ASSIGNED TASK 1:
Answer these questions about the puppy training thread:
(a) How old is the golden puppy in the first post?
(b) Where does the poster oakleysmommy live?
(c) In what place was a puppy class found?
ASSIGNED TASK 2: From the puppy training thread, output the part that opens with the words containing "## Lexis Dad" and closes with "learn and play!".
ASSIGNED TASK 3:
Do these statements agree with the puppy training thread? Answer yes or no for each and quote the words that decide it.
(a) The poster from Clermont is training their puppy without a class.
(b) The puppy class that was found starts on a Friday.
(c) The first poster hoped for a trainer who knows golden retrievers well.

# Puppy training in Orlando, Fl?



## cgpickering (May 2, 2011)

Hello all, We have a beautiful and cuddly 9 week old golden puppy. We'd like to start her in puppy classes after she gets her next set of booster shoots. We would prefer classes from a trainer that truly knows the golden retriever breed. Can anyone point us in the right direction? Thanks!


----------



## oakleysmommy (Feb 20, 2011)

I live in Clermont and i dont really know of anywhere but just wanted to say hello!!! we are training our puppy on our own he is now 14 weeks.


----------



## Door (Apr 2, 2010)

Click on this:


ODTC - Training Classes


----------



## Lexis Dad (Jan 26, 2011)

Hello from Kissimmee Welcome


----------



## cgpickering (May 2, 2011)

Thanks, all. We found a puppy class in Maitland. We're starting on Monday. I think she'll really enjoy it. She loves to learn and play!


----------



## Prada-Euge (May 28, 2011)

(Saved data entries)
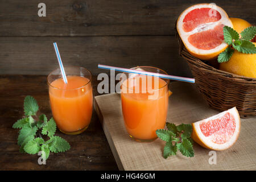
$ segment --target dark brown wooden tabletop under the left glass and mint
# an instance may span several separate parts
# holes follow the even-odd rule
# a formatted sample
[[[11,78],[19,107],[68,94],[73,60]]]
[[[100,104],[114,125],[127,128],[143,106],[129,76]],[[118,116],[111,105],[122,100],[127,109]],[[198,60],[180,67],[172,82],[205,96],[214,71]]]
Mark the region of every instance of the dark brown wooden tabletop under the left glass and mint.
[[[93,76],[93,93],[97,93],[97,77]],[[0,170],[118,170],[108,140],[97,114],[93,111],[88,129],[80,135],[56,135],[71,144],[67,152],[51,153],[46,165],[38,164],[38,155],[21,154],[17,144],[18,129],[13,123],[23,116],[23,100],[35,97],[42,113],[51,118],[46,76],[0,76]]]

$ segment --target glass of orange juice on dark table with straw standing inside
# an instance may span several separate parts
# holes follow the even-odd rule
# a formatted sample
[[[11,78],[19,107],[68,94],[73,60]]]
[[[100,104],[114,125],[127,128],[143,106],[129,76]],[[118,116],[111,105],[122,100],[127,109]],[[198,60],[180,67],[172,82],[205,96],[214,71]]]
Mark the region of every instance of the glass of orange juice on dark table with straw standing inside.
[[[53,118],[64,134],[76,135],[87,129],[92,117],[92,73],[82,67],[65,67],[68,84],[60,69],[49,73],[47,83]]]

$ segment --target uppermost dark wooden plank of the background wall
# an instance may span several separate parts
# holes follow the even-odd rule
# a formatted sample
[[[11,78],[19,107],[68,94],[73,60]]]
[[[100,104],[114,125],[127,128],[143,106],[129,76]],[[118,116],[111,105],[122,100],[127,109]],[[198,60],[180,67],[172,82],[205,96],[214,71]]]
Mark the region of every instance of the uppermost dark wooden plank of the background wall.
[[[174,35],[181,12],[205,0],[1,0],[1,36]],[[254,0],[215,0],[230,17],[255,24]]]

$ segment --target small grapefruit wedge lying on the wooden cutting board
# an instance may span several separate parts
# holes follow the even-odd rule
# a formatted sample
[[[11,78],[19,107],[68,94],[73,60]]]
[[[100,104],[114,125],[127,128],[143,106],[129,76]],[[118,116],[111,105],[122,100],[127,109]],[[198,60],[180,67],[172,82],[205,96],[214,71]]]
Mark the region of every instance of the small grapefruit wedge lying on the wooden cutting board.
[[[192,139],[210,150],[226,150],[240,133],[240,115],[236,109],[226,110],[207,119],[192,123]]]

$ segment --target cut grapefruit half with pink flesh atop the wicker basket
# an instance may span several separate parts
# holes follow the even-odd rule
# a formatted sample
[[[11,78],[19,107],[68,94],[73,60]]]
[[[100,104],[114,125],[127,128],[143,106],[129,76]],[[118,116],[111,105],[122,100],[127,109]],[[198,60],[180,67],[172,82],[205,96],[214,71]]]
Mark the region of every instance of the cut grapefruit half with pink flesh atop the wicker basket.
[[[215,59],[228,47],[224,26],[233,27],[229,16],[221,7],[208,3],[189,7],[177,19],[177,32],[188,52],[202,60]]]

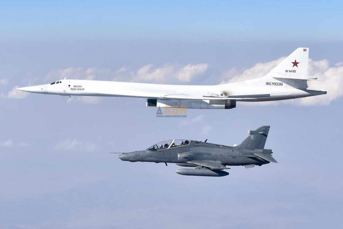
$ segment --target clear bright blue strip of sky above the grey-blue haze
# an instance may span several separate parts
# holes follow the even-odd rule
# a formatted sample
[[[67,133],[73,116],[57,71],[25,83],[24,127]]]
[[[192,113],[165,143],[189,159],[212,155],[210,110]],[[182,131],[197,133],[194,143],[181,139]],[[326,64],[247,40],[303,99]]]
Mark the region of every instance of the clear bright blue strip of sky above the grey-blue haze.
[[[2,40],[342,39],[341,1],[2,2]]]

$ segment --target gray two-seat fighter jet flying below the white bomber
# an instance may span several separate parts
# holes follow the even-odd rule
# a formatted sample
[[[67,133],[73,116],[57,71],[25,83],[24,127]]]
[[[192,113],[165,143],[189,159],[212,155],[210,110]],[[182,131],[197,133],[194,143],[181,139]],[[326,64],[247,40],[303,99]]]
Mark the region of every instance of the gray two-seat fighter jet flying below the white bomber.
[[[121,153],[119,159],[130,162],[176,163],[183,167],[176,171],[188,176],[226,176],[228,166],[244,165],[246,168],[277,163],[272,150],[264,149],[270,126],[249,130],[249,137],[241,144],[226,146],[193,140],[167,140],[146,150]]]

* * *

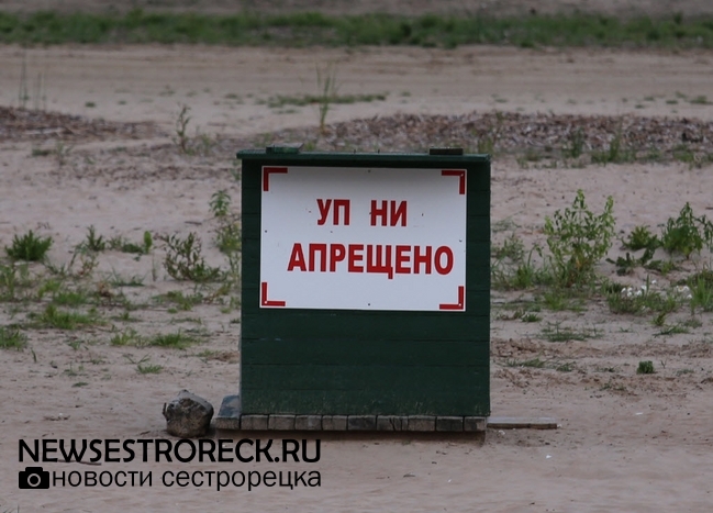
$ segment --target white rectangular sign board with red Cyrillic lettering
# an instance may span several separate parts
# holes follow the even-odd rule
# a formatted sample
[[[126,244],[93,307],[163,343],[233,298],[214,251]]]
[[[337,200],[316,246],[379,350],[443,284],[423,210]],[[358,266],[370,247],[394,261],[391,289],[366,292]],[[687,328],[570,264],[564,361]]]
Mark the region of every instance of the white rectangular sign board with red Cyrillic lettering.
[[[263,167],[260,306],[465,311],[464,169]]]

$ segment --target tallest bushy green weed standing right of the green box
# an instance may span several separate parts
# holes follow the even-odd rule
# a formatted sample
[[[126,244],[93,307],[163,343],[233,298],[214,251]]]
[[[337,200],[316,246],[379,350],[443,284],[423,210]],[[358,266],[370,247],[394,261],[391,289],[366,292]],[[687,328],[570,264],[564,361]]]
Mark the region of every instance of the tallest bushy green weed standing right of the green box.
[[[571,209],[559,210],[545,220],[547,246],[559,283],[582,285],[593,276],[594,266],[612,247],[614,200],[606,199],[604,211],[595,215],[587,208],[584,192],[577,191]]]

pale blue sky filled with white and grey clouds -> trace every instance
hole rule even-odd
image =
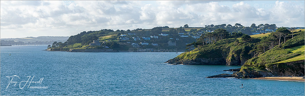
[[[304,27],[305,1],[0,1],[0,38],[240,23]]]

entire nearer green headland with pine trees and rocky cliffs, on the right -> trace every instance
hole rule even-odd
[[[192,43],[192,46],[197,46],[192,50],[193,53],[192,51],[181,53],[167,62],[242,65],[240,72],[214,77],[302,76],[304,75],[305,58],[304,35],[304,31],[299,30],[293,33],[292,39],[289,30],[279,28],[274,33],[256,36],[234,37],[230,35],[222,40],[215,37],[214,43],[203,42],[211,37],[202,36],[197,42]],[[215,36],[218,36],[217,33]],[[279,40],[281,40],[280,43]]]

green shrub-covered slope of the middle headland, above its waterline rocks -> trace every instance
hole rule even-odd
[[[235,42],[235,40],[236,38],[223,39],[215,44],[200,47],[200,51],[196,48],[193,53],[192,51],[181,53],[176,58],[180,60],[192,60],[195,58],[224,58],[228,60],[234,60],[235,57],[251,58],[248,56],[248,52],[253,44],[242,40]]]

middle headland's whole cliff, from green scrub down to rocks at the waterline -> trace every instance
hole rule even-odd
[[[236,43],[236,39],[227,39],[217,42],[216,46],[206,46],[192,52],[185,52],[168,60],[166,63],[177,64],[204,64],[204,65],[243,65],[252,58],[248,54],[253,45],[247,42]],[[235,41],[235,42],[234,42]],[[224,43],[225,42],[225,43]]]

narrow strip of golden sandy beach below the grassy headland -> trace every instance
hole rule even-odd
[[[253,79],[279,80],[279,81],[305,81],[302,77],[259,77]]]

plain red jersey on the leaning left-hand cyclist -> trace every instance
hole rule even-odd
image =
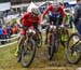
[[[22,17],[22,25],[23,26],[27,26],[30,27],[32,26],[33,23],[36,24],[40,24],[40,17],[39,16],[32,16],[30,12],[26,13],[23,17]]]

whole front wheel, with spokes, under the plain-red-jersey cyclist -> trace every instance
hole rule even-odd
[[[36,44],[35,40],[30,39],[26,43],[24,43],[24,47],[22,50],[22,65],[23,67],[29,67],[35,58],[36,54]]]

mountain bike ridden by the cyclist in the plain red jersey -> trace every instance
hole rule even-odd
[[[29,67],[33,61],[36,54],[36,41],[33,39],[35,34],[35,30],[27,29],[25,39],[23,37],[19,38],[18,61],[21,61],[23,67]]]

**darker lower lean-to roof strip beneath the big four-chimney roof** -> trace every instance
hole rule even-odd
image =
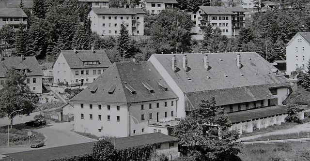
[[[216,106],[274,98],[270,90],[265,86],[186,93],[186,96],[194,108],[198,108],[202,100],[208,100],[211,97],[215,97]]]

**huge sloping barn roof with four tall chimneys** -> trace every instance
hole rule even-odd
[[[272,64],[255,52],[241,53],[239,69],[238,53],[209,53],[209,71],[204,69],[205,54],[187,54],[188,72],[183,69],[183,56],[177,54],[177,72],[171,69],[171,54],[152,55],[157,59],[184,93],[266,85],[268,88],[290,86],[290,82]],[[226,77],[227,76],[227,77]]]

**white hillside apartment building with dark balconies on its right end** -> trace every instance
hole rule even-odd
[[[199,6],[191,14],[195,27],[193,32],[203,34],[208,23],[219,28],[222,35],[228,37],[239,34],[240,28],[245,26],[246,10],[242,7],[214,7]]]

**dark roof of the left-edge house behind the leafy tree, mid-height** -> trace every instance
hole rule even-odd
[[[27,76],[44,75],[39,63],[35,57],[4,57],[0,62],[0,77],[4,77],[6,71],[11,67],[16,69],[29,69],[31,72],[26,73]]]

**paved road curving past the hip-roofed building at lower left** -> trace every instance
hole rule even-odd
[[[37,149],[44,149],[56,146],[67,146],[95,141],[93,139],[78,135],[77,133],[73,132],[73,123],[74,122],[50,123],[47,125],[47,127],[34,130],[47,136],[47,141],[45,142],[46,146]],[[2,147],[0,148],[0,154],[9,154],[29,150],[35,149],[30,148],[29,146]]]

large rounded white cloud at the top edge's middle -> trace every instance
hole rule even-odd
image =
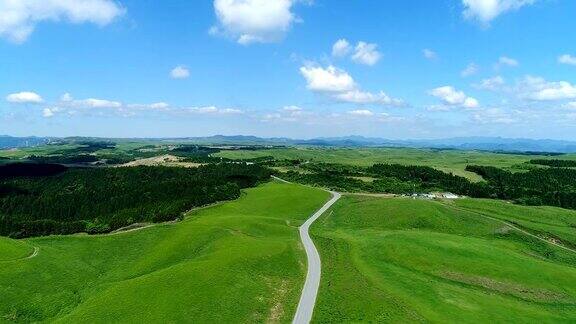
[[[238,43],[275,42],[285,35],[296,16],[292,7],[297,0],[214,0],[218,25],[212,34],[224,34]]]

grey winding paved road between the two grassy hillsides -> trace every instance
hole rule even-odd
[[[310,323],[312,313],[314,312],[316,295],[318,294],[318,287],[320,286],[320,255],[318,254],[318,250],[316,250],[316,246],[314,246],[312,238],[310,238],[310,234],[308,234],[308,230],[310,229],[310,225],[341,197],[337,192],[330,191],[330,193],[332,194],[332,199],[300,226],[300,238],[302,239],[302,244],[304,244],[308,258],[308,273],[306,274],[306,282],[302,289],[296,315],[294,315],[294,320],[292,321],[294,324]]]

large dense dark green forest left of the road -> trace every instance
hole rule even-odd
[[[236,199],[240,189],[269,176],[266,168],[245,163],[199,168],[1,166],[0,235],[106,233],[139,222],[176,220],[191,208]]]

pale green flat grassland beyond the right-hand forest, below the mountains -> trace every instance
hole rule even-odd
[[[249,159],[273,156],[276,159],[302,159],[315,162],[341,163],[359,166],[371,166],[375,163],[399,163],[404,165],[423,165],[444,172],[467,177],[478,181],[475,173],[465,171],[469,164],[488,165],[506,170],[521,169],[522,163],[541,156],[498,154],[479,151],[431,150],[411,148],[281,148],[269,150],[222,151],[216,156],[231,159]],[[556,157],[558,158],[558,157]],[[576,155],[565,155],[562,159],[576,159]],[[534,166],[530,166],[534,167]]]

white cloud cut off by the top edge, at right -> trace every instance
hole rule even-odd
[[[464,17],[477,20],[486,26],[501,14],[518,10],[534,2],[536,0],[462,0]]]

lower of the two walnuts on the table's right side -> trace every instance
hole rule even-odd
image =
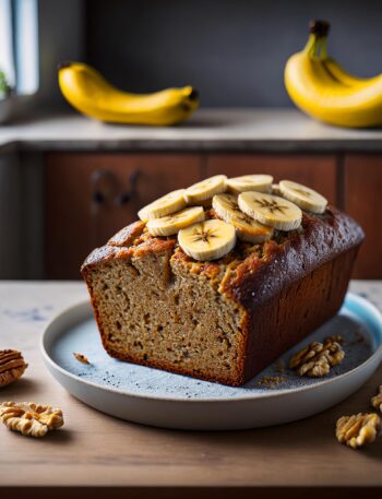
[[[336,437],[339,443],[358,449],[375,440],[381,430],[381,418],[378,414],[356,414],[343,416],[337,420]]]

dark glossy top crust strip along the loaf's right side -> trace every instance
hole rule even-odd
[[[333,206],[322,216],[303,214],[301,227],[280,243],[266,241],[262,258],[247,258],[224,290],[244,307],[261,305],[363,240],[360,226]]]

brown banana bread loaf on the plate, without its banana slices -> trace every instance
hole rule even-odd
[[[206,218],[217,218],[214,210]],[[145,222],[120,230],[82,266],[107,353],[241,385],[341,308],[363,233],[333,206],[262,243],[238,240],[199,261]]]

WORKED SOLUTION 1:
(a) 9 weeks old
(b) Clermont
(c) Maitland

WORKED SOLUTION 2:
## Lexis Dad (Jan 26, 2011)

Hello from Kissimmee Welcome


----------



## cgpickering (May 2, 2011)

Thanks, all. We found a puppy class in Maitland. We're starting on Monday. I think she'll really enjoy it. She loves to learn and play!

WORKED SOLUTION 3:
(a) Yes: "we are training our puppy on our own"
(b) No: "We're starting on Monday."
(c) Yes: "We would prefer classes from a trainer that truly knows the golden retriever breed."